- _Excerpts from pointing data_
──────────

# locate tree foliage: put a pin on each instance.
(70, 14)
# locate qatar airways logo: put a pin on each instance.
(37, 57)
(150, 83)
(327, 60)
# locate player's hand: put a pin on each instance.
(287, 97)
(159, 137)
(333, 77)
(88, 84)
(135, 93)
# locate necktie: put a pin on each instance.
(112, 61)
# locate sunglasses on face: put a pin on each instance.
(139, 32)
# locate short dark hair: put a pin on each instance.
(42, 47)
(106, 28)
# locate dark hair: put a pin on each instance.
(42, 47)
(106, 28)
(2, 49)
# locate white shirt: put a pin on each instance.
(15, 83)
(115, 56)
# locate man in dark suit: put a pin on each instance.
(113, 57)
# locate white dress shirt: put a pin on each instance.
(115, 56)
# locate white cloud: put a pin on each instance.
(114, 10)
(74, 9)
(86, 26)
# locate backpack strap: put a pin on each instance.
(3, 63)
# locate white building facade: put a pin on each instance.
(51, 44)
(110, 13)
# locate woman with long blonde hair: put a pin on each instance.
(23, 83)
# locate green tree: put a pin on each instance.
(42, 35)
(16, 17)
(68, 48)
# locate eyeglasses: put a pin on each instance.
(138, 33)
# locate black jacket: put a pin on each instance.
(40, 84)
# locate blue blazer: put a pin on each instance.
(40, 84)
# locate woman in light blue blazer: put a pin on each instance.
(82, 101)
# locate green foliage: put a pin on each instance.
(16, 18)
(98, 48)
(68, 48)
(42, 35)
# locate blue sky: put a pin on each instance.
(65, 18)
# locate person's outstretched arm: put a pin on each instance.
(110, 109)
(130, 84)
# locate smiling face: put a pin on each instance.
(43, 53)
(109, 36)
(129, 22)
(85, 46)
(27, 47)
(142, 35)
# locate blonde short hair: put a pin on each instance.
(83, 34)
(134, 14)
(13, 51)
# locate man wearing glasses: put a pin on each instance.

──────────

- _WRITTEN EXERCISE_
Copy out all of the records above word for word, without changing anything.

- _REPLY TO THE TASK_
# locate tree foliage: put a pin on each instance.
(70, 14)
# locate qatar airways logo: put a pin on each instance.
(37, 57)
(150, 83)
(327, 60)
# locate player's hand: put a pin on each instance.
(287, 97)
(159, 137)
(333, 77)
(88, 84)
(135, 93)
# locate necktie: put a pin on each instance.
(112, 61)
# locate sunglasses on face: put a pin on each instance.
(139, 32)
# locate short dark hair: put a pin on each instance.
(42, 47)
(106, 28)
# locate dark hair: put a pin on each instance.
(42, 47)
(106, 28)
(2, 49)
# locate white shirt: put a pin on each instance.
(15, 83)
(115, 56)
# locate man in dark suit: put a pin on each instance.
(113, 57)
# locate white dress shirt: put a pin on each instance.
(115, 56)
# locate white cloud: put a pin on each instance.
(114, 10)
(74, 9)
(86, 26)
# locate backpack strap: put a pin on each instance.
(3, 63)
# locate white building facade: put a pin on each instance.
(51, 44)
(110, 13)
# locate woman with long blonde hair: put a pin on each instance.
(23, 83)
# locate green tree: put a pin on each instance.
(42, 35)
(16, 17)
(68, 48)
# locate eyeglasses: put a pin on each instance.
(138, 33)
# locate black jacket: put a pin on each instance.
(40, 84)
# locate blue blazer: put a pin on each instance.
(40, 84)
# locate woman in light blue blazer: put a pin on each instance.
(82, 101)
# locate green foliage: put a pin on each instance.
(16, 18)
(98, 48)
(68, 48)
(42, 35)
# locate blue sky: put a pin on each instance.
(65, 18)
# locate person's outstretched arm: put a pin on each instance.
(110, 109)
(130, 84)
# locate smiling face: put a pin on each instance.
(43, 53)
(109, 36)
(129, 22)
(85, 46)
(27, 47)
(142, 35)
# locate blonde short hair: put a pin on each instance.
(83, 34)
(134, 14)
(13, 51)
# locate man wearing glasses: put a pin on each instance.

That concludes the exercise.